● Referring expression data:

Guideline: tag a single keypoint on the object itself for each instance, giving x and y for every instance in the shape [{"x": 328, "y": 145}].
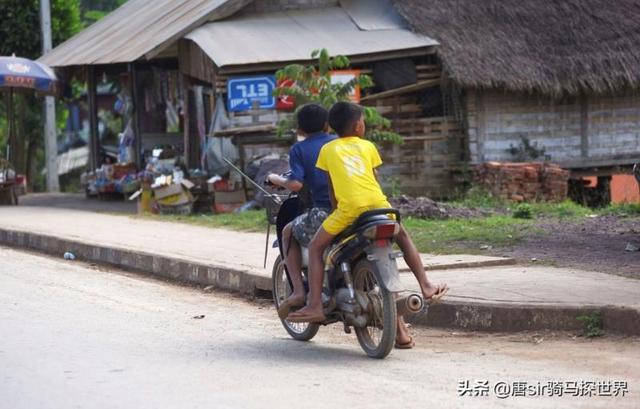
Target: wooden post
[
  {"x": 480, "y": 115},
  {"x": 135, "y": 98},
  {"x": 584, "y": 125},
  {"x": 186, "y": 111},
  {"x": 94, "y": 140}
]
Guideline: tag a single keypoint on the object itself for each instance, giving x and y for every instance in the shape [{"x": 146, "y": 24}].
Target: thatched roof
[{"x": 553, "y": 46}]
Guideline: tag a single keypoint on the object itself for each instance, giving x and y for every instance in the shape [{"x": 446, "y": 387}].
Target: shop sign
[{"x": 243, "y": 91}]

● WORK ORDER:
Write out each entry again exactly, and skip the pictures.

● RESPONSE:
Guideline: tag a single keypoint on the object itself for each instance, giving x and y for every instance in the shape [{"x": 328, "y": 145}].
Target: wooden post
[
  {"x": 480, "y": 115},
  {"x": 135, "y": 98},
  {"x": 584, "y": 125},
  {"x": 186, "y": 111},
  {"x": 94, "y": 140}
]
Guideline: tag a single keypoint on the object itself for each instance, giving x and y for every instance in the shape [{"x": 146, "y": 24}].
Target: thatched roof
[{"x": 553, "y": 46}]
Guideline: tag a single keypoint on the object itself for each instance, giving x and y for every instance in the shape [{"x": 446, "y": 387}].
Target: shop sign
[{"x": 243, "y": 91}]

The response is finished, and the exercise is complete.